* Extrait source
◆ ◆ ◆

Merci pour votre accueil. J'ai déjà, effectivement, une longue carrière derrière moi, commencée en France à l'Agence de coopération et d'aménagement, continuée à la Banque Mondiale, où j'ai mis en place l'un des tout premiers projets au Cameroun, puis à Metropolis, l'association mondiale des grandes métropoles créée à l'initiative de Michel Giraud, qui a fusionné en 2004 avec la Fédération mondiale des cités unies (FMCU), dont j'ai d'ailleurs été secrétaire général, pour devenir Cités et gouvernements locaux unis. J'ai lancé l'unification du mouvement municipal africain - avec la naissance d'Africités en 1998, à Abidjan, puis, en 2005, de la CGLU Afrique dont je suis secrétaire général. Je suis donc en prise avec l'Afrique locale, c'est-à-dire là où les choses se passent.
Quels sont les objets de recherche et de coopération de la France avec les pays du Sud ? Ces objets sont-ils ceux qui intéressent ces pays et qui, dès lors, peuvent participer à leur développement ?

◆ ◆ ◆

* Tâches à réaliser
1) Relevez toutes les années mentionnées dans l'extrait, dans l'ordre où elles apparaissent.
2) Poursuivez l'extrait à partir de sa dernière phrase.

◆ ◆ ◆

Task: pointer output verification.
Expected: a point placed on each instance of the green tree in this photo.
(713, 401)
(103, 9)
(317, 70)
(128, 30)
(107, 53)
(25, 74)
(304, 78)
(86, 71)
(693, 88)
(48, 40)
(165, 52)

◆ ◆ ◆

* Résultats obtenus
1) 2004, 1998, 2005

2)
Pour répondre à ces questions génériques, je crois que nous devons commencer par poser le décor, par contextualiser. Un constat liminaire : les pays du Sud ont considérablement changé en quelques décennies - et les changements apparus n'ont pas été suffisamment pris en compte par les autres pays. La première lame de fond est démographique et sociale : longtemps regardée comme agricole, en particulier par la recherche française - qui s'est intéressée aux filières agricoles, aux cultures africaines susceptibles de s'inscrire dans le marché agroalimentaire mondial, plutôt qu'à l'agriculture vivrière capable de nourrir les Africains -, longtemps regardée comme essentiellement rurale, l'Afrique a connu une urbanisation massive et bien plus rapide que dans les pays considérés comme « développés ». Il a fallu cinq générations pour qu'en Europe, la révolution industrielle transforme des sociétés rurales en sociétés urbaines, pour que la majeure partie de la population vive en ville ; en Afrique, le « basculement urbain » n'aura pris que deux générations : on estime qu'en 2030, la majorité des Africains vivront dans des villes. Une transformation d'une telle ampleur ne va pas sans nécessiter des adaptations sociales profondes, car les nouveaux venus doivent adopter de nouveaux modes de vie dans des villes qu'ils ne connaissent pas et dont les habitudes sont très différentes de celles qu'ils ont toujours connues au village. Or, ce changement massif et rapide n'est suivi sérieusement par personne, du simple fait que les outils statistiques n'existent pas, les ajustements structurels ayant mis fin aux derniers espoirs que les chercheurs pouvaient encore placer dans leurs Etats en la matière.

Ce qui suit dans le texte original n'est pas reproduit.